Also, from an economic data standpoint, corporate cash positions are the healthiest they’ve been in several years if not decades. Companies are profitable. But although Corporate America is looking good, it hasn’t translated into job growth, which normally happens. There is no fast train coming out of the job growth station. It’s a slow progression. So we’ll see New Jersey recover, just at a slower pace than we’ve seen in other down-cycle rebounds.

GlobeSt.com: You talked about trying to hire more industrial brokers, as this is such an important sector in New Jersey. Have you found that the state needs to be more competitive when it comes to nabbing industrial tenants?

Martie: We are working against other states’ attractive packages. A lot of New Jersey’s problems have come home to roost. Virtually every state in the union has representatives that are in our neighborhoods knocking on doors. They have economic development teams who are calling, visiting and sending information. They are aggressively recruiting our corporate constituency. They are offering aggressive packages with tax incentives and a fast-tracked approval processes. But they also represent cheaper costs to do business--cheaper housing and real estate taxes.

Gov. Chris Christie was elected and he’s made some major strides, but you don’t turn a battleship around in a day. Still, there has been some significant progress made--revamping a lot of the incentives that New Jersey offers and taking a more proactive and aggressive position with the state’s existing tenants so that they will remain here.

The other thing is the reputation. Gov. Christie has started to change the way people view the state. Everybody knows that New Jersey has a wealth of intellectual capital, a good work ethic and a financial backbone. However, you get to a point where the price doesn’t warrant the pain. We reached that point and started to rapidly lose business. But we are turning that around. All eyes are on Gov. Christie. It’s a difficult and tedious job. But I think people would agree that there’s definitely change that’s recognizable.

GlobeSt.com: Let’s talk about distressed assets. With all of the CMBS debt coming due, will we see more building trades?

Martie: We are starting to see a few trades. But we will still see paper. As the markets have deteriorated, quarter-by-quarter, owners need to mark their assets to market on their books based on valuation. So even if you didn’t lose any tenants, if nothing’s changed in your building, you might have to mark the value down on your books. So a lot of the institutional owners, which represent a disproportionate share of the class A market, have already marked to market so they can compete in today’s leasing terms. And also, anybody who’s lost a tenant--if they’ve marked to market--can sell the building as a profit once they’ve filled it up. So by virtue of accounting rules and people correcting their book value with market, there’s some stimulus there.

Information shown —
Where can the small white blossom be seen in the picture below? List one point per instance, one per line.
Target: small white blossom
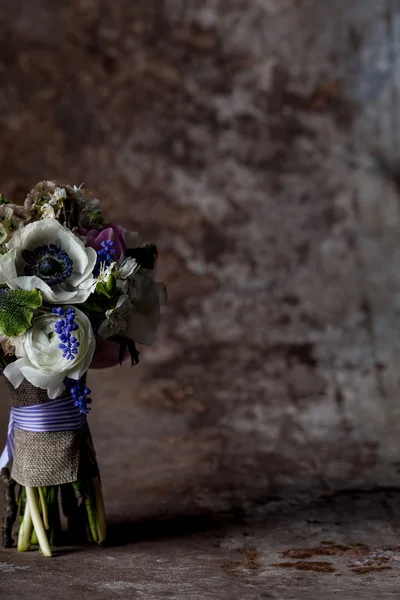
(3, 234)
(48, 211)
(127, 268)
(104, 274)
(58, 194)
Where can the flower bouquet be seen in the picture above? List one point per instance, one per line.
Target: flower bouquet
(71, 289)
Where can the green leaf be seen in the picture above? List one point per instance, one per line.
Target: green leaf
(97, 218)
(16, 310)
(108, 288)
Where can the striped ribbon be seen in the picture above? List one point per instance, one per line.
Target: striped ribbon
(60, 414)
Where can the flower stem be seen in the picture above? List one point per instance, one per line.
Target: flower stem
(25, 531)
(44, 508)
(90, 504)
(101, 517)
(37, 520)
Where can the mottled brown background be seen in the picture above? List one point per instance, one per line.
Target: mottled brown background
(257, 144)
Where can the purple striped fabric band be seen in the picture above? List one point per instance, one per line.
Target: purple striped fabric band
(60, 414)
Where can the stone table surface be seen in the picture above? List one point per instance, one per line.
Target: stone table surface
(257, 143)
(178, 531)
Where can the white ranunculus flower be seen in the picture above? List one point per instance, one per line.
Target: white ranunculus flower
(47, 256)
(40, 360)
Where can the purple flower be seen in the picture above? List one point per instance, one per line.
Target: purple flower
(113, 233)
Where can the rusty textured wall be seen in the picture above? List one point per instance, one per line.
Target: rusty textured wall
(256, 143)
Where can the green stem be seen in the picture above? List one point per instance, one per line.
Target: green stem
(101, 517)
(25, 531)
(34, 539)
(37, 521)
(44, 507)
(90, 504)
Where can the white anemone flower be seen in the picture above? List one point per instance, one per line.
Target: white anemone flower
(47, 256)
(42, 362)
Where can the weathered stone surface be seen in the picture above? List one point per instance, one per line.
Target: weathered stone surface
(257, 143)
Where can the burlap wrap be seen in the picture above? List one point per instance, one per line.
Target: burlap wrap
(48, 458)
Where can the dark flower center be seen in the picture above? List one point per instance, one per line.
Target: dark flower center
(50, 263)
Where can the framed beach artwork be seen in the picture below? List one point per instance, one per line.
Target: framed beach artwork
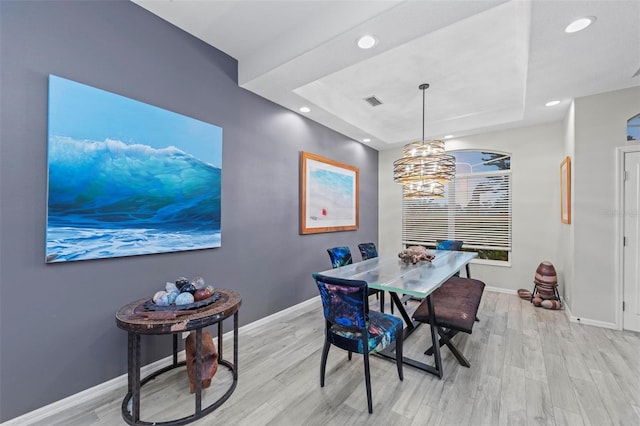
(565, 190)
(126, 178)
(329, 195)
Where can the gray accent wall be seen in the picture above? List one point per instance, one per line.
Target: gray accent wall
(58, 334)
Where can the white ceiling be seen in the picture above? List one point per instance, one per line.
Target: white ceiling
(491, 64)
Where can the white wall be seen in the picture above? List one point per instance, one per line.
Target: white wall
(536, 153)
(566, 231)
(600, 127)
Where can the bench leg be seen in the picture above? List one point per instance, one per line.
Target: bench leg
(445, 339)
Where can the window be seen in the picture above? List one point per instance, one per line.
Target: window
(476, 208)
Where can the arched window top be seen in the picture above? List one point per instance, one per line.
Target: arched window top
(473, 161)
(633, 128)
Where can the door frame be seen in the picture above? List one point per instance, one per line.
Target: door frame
(619, 215)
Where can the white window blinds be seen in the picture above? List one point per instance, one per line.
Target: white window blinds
(476, 209)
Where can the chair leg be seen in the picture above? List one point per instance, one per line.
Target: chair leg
(323, 361)
(399, 344)
(367, 380)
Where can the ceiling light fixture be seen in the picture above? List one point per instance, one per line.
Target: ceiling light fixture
(580, 24)
(367, 42)
(424, 167)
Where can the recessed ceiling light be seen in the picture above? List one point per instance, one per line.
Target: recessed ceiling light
(580, 24)
(367, 42)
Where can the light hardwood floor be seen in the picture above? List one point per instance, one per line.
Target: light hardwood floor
(529, 366)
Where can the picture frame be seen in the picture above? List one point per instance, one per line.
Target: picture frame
(127, 178)
(565, 190)
(329, 195)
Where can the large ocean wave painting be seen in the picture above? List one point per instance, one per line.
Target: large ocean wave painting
(127, 178)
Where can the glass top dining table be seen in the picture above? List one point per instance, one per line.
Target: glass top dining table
(420, 280)
(390, 273)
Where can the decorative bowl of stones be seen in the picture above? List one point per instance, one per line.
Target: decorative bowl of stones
(182, 295)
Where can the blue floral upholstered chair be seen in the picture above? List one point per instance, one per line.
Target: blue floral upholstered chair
(341, 256)
(350, 325)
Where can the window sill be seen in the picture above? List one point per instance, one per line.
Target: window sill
(501, 263)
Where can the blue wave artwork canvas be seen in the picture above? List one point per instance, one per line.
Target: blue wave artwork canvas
(127, 178)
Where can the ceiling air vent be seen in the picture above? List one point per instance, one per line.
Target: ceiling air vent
(373, 101)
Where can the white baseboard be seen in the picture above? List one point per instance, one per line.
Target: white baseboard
(501, 290)
(39, 416)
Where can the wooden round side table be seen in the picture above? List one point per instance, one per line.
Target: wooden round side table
(136, 320)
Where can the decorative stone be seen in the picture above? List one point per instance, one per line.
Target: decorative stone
(184, 299)
(169, 287)
(172, 295)
(415, 254)
(163, 300)
(198, 282)
(202, 294)
(188, 288)
(181, 282)
(158, 295)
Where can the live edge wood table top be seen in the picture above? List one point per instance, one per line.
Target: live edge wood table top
(134, 318)
(137, 320)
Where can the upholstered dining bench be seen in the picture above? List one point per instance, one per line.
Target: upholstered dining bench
(455, 305)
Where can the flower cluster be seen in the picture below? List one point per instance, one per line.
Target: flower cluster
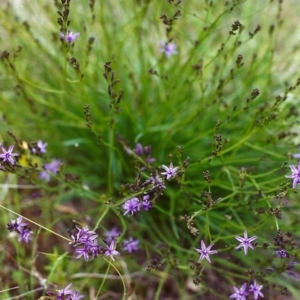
(295, 175)
(21, 228)
(51, 167)
(170, 171)
(68, 294)
(8, 156)
(243, 292)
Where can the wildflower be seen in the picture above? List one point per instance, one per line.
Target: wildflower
(41, 147)
(255, 289)
(112, 234)
(170, 172)
(139, 149)
(51, 167)
(205, 251)
(245, 242)
(240, 294)
(85, 242)
(168, 48)
(111, 250)
(130, 245)
(295, 175)
(7, 156)
(21, 228)
(68, 294)
(281, 253)
(157, 183)
(146, 203)
(131, 206)
(70, 37)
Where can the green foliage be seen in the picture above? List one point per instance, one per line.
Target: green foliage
(224, 109)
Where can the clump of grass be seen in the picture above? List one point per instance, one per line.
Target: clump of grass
(145, 150)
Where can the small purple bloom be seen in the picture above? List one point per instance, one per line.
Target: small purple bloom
(41, 147)
(295, 175)
(25, 235)
(240, 294)
(112, 234)
(205, 251)
(245, 242)
(170, 172)
(111, 250)
(131, 206)
(130, 245)
(7, 156)
(85, 242)
(16, 225)
(168, 48)
(70, 37)
(21, 228)
(281, 253)
(146, 203)
(255, 289)
(51, 167)
(139, 149)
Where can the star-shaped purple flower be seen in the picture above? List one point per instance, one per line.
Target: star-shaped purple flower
(295, 175)
(111, 250)
(240, 294)
(255, 289)
(205, 251)
(131, 206)
(7, 156)
(170, 172)
(245, 242)
(70, 37)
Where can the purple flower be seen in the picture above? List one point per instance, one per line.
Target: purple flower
(21, 228)
(168, 48)
(240, 294)
(295, 175)
(68, 294)
(85, 242)
(245, 242)
(157, 183)
(139, 149)
(51, 167)
(281, 253)
(205, 252)
(111, 235)
(41, 147)
(111, 250)
(70, 36)
(170, 172)
(16, 225)
(255, 289)
(146, 203)
(130, 245)
(25, 235)
(131, 206)
(7, 156)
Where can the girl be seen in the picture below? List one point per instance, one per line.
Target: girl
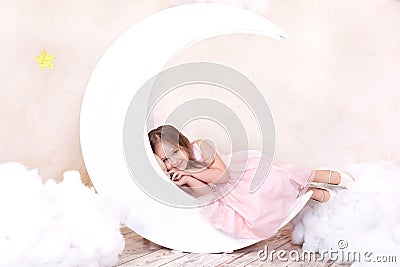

Work required — Quote the New Jersey real estate interview word for word, starting at "The other thing" and ending at "change that’s recognizable.".

Result of this exercise —
The other thing is the reputation. Gov. Christie has started to change the way people view the state. Everybody knows that New Jersey has a wealth of intellectual capital, a good work ethic and a financial backbone. However, you get to a point where the price doesn’t warrant the pain. We reached that point and started to rapidly lose business. But we are turning that around. All eyes are on Gov. Christie. It’s a difficult and tedious job. But I think people would agree that there’s definitely change that’s recognizable.